**Selected extract:**
SYRIA: LIFT THE VEIL AND DISCOVER AN ENIGMA
Mary Wakefield
The Daily Telegraph (LONDON)
June 18, 2006 Sunday
As the midday call to prayer spread out into Damascus last week,
I felt a burst of anxiety. There were bullet holes in the roof of
the El Hamidiyeh souq - a legacy of the troubled French mandate -
and the floor was dotted with circles of sunlight. Women in black
burqas drifted past, the tiny spotlights sliding over the folds of
their nylon skirts, then men in white dresses, looking too young for
their serious beards.
Day one in Syria and I felt jumpy, and judged. By the north gate
of the Great Umayyad mosque, I put on a vast, grey, polyester burqa
(mandatory for girl tourists), took off my shoes and stepped inside.

**Exercise details:**
Continue the Syria travel piece from the point where it stops, with the writer inside the Great Umayyad mosque.

**Given data:**
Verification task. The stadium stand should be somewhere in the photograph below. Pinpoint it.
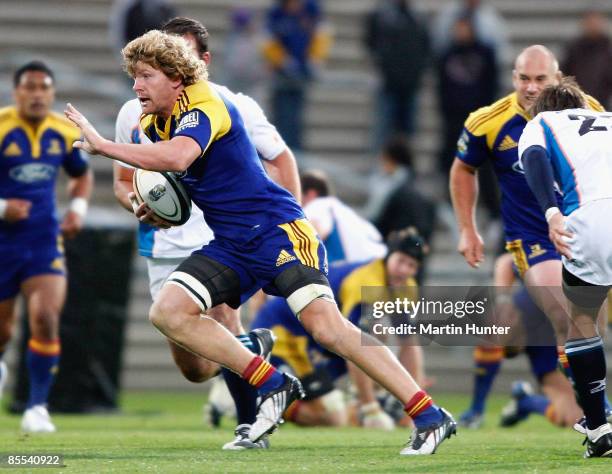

**Result:**
What was I expecting? Obvious fanatics? Wall-eyed mullahs and cowed
women? Instead, Syria's most sacred Islamic space looked like a
crèche. The vast courtyard was wriggling with children; boys knelt
over remote-control cars, girls held hands, skipped, dragged toddlers
backwards across the slippery marble. Beneath the 8th-century mosaics
of Islamic paradise - trees and citadels in green and gold - young
mothers and their husbands gossiped, glanced at me and laughed.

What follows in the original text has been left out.